* [Stated task] From the listing below, copy out word for word the stretch that begins with the line containing "Query: rolled-up sleeve" and ends with the line containing "(694, 1076)", including both of those lines and nothing else.

* [Exercise inputs]

....

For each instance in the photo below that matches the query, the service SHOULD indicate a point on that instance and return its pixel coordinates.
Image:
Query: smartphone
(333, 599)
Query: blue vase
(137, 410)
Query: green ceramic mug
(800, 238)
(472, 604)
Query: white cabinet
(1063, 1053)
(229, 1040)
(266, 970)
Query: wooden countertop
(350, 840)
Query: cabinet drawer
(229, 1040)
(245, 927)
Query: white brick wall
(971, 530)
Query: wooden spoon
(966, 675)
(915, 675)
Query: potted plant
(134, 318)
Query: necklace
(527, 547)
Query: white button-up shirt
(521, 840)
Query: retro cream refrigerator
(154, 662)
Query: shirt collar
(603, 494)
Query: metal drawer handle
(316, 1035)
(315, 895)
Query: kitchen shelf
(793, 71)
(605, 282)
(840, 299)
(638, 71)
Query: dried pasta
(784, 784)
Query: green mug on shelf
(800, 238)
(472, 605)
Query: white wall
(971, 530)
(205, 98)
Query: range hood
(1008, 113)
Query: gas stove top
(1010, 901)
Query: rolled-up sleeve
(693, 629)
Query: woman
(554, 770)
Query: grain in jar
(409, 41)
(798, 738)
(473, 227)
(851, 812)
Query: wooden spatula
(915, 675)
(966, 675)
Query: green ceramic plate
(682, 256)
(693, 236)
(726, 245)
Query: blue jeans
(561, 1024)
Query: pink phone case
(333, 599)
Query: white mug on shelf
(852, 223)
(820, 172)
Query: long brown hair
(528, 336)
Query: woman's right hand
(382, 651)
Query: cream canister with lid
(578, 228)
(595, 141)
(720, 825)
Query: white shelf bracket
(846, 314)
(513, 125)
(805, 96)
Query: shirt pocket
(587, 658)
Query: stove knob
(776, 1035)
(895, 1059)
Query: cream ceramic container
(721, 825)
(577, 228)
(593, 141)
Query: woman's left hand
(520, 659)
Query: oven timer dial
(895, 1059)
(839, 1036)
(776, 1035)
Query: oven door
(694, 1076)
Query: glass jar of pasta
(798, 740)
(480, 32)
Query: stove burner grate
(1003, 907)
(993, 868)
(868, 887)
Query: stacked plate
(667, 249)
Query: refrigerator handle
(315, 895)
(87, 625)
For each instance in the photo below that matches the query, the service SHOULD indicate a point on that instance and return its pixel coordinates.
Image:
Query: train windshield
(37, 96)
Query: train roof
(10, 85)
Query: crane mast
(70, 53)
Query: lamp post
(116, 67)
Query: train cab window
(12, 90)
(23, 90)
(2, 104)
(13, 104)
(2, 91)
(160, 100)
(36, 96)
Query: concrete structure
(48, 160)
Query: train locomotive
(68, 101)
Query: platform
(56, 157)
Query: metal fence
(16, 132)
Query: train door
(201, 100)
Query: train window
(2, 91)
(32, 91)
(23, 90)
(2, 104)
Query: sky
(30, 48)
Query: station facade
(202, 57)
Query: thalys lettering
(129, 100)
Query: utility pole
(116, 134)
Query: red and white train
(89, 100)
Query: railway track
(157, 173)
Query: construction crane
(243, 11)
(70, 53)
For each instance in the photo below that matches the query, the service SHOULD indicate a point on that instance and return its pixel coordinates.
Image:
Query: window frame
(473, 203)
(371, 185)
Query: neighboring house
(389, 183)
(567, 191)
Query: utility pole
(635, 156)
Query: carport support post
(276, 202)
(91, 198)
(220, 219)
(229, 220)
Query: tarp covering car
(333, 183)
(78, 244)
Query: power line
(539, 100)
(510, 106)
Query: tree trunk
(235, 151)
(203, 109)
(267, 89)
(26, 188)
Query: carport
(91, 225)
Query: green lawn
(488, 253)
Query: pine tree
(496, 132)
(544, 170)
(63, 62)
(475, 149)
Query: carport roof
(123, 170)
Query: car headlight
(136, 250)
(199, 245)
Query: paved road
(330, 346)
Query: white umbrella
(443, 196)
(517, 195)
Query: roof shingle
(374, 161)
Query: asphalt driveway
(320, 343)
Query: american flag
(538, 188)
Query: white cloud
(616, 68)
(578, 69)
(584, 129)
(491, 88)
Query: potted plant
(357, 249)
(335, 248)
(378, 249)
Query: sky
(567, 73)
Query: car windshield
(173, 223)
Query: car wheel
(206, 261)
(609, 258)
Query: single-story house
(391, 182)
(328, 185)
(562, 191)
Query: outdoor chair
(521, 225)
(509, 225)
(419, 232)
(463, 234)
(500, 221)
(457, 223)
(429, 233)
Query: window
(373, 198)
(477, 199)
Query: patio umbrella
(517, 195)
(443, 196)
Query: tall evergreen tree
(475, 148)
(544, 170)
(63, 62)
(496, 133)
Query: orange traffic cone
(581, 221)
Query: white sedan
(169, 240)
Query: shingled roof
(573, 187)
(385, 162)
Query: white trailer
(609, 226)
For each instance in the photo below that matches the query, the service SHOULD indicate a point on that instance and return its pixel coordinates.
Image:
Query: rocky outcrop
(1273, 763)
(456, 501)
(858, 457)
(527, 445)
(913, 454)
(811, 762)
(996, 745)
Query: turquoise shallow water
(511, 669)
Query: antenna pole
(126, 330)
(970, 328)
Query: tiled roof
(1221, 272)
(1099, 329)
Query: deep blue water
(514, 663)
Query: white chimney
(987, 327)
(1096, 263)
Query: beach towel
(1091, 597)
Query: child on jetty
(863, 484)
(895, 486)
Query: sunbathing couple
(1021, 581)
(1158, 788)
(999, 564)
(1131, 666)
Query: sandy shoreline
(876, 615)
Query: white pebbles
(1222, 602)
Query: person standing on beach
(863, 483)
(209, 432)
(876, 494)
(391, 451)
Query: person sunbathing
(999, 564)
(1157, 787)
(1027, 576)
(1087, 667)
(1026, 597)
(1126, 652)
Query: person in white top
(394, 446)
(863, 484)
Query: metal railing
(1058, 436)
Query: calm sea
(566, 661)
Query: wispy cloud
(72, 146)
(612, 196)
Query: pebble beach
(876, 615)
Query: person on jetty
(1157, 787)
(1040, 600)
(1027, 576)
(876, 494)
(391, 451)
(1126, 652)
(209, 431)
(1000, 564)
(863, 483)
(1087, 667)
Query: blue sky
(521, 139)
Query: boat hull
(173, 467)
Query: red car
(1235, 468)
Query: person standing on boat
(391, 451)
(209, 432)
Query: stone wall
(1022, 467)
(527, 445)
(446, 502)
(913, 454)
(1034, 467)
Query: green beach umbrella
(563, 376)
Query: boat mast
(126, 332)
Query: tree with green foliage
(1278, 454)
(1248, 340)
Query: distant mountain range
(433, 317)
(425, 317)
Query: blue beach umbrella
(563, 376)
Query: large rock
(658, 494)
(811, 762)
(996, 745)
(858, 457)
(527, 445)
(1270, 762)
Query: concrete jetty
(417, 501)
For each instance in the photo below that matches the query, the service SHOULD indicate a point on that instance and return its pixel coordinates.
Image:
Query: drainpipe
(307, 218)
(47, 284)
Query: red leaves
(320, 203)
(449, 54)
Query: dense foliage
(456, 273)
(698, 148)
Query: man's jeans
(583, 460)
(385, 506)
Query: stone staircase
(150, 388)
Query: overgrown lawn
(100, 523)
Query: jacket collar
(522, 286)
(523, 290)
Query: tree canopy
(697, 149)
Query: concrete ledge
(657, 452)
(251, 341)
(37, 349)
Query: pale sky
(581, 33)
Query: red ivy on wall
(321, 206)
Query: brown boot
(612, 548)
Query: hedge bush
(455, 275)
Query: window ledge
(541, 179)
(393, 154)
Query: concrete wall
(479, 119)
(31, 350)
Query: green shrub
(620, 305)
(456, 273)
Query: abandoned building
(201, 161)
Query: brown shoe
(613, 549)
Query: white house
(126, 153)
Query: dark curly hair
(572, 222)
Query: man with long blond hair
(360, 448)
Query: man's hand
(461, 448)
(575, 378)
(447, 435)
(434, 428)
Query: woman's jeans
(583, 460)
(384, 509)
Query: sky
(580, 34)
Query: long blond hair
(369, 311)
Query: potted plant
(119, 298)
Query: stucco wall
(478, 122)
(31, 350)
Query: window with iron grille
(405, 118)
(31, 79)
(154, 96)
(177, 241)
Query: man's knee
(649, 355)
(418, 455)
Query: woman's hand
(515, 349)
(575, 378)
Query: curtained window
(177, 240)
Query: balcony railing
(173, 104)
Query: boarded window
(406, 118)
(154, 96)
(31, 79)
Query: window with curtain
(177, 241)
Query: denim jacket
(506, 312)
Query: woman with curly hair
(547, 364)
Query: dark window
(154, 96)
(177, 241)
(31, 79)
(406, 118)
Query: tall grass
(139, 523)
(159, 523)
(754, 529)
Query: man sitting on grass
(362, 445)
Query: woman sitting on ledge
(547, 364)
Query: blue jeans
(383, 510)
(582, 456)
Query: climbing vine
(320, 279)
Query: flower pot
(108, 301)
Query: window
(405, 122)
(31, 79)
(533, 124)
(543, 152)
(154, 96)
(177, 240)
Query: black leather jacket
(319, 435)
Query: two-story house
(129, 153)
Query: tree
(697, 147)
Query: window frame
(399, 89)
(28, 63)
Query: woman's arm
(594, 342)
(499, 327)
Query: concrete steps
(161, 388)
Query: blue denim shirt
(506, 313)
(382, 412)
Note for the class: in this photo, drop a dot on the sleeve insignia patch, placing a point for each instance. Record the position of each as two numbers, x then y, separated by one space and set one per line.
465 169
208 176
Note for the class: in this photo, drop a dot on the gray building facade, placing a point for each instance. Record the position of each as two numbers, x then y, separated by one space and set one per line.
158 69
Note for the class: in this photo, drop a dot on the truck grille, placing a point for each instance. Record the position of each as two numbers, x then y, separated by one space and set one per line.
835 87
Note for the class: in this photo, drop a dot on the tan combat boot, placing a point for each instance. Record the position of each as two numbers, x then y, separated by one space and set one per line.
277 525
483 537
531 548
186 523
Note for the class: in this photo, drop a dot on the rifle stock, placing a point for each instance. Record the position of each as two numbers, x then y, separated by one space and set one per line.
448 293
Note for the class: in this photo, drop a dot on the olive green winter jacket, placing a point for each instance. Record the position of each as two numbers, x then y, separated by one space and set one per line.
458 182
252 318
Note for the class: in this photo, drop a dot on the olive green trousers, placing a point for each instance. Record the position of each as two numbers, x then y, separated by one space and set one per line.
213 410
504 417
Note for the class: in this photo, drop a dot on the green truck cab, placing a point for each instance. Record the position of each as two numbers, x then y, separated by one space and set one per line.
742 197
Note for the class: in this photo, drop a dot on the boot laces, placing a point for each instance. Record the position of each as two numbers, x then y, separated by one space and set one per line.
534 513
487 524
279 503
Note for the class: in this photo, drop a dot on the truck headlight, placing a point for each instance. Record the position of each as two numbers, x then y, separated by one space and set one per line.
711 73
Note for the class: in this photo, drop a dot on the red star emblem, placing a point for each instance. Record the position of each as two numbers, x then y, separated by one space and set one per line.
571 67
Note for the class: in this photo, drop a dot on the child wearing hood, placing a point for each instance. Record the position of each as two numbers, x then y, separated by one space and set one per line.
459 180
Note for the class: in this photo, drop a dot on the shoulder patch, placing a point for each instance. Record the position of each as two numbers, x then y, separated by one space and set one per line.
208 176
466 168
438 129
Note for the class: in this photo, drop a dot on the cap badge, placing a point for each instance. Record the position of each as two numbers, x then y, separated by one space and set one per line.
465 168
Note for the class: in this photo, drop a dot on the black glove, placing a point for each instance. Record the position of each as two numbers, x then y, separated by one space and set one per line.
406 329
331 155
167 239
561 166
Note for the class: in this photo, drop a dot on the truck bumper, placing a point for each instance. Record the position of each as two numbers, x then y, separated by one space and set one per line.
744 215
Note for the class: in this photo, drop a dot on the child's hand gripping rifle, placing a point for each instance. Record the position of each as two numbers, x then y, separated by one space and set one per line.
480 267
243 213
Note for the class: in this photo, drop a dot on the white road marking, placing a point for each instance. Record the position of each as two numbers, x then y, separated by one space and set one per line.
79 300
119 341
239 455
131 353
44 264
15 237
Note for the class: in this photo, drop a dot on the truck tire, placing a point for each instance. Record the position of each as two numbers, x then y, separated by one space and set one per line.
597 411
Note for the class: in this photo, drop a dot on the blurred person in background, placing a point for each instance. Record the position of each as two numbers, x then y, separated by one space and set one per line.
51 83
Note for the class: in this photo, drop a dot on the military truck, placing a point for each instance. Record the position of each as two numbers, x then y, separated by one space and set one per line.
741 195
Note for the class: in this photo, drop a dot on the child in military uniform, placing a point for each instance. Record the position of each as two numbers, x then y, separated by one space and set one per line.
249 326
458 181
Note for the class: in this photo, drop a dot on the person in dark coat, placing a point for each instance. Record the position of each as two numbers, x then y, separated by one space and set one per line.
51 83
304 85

....

* [Result]
Query: rolled-up sleeve
(693, 629)
Query: woman
(554, 770)
Query: grain in jar
(409, 41)
(798, 738)
(473, 227)
(851, 812)
Query: wooden spatula
(915, 675)
(966, 675)
Query: green ceramic plate
(682, 256)
(693, 236)
(726, 245)
Query: blue jeans
(561, 1024)
Query: pink phone case
(333, 599)
Query: white mug on shelf
(852, 223)
(820, 172)
Query: long brown hair
(528, 336)
Query: woman's right hand
(382, 651)
Query: cream canister with lid
(578, 228)
(595, 141)
(720, 825)
Query: white shelf bracket
(846, 314)
(513, 125)
(805, 96)
Query: shirt pocket
(587, 658)
Query: stove knob
(776, 1035)
(895, 1059)
Query: cream ceramic container
(721, 825)
(577, 228)
(593, 141)
Query: woman's left hand
(520, 659)
Query: oven timer dial
(895, 1059)
(839, 1036)
(776, 1035)
Query: oven door
(694, 1076)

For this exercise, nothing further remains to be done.